== Task brief ==
Please report each line in the material below that includes "rocky".

== Information shown ==
==============================

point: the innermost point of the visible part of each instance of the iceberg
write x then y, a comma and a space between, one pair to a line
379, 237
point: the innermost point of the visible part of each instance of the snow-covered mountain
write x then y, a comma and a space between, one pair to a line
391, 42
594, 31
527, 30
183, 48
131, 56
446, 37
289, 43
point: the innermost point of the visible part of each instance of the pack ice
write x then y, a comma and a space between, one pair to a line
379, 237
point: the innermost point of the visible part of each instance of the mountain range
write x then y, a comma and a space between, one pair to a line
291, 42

==============================

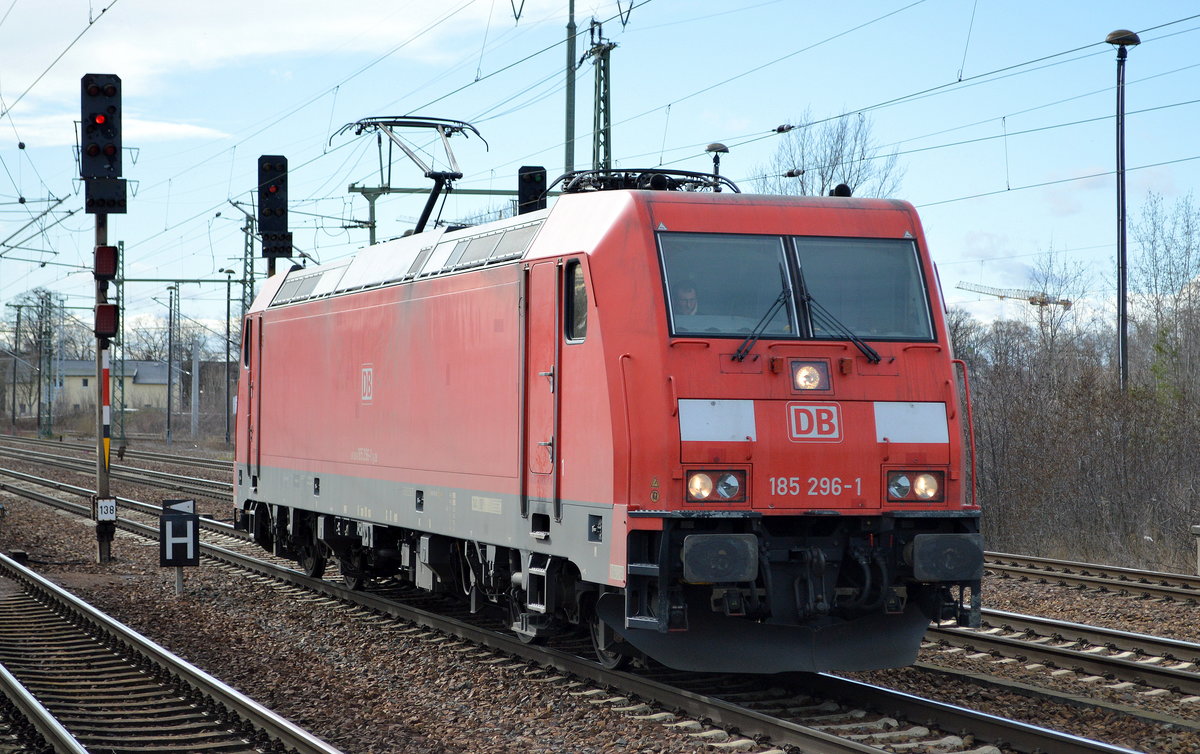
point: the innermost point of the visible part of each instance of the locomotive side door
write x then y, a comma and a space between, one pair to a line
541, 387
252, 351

==============================

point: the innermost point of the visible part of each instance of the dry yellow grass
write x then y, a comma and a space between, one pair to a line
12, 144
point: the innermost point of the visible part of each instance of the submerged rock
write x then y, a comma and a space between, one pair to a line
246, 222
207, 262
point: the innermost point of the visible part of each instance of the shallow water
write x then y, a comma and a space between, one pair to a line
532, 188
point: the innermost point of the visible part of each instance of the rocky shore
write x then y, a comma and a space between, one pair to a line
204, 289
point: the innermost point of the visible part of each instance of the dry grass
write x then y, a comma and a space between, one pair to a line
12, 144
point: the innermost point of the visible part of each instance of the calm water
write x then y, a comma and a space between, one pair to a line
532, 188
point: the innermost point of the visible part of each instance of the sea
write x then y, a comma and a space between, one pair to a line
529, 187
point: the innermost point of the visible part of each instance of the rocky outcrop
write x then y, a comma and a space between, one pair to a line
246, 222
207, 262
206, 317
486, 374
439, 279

==============================

== Response box ==
point: the innermost point of the visible part of each instance of the rocky shore
point: the innermost point of the visible part of each instance of the rocky outcrop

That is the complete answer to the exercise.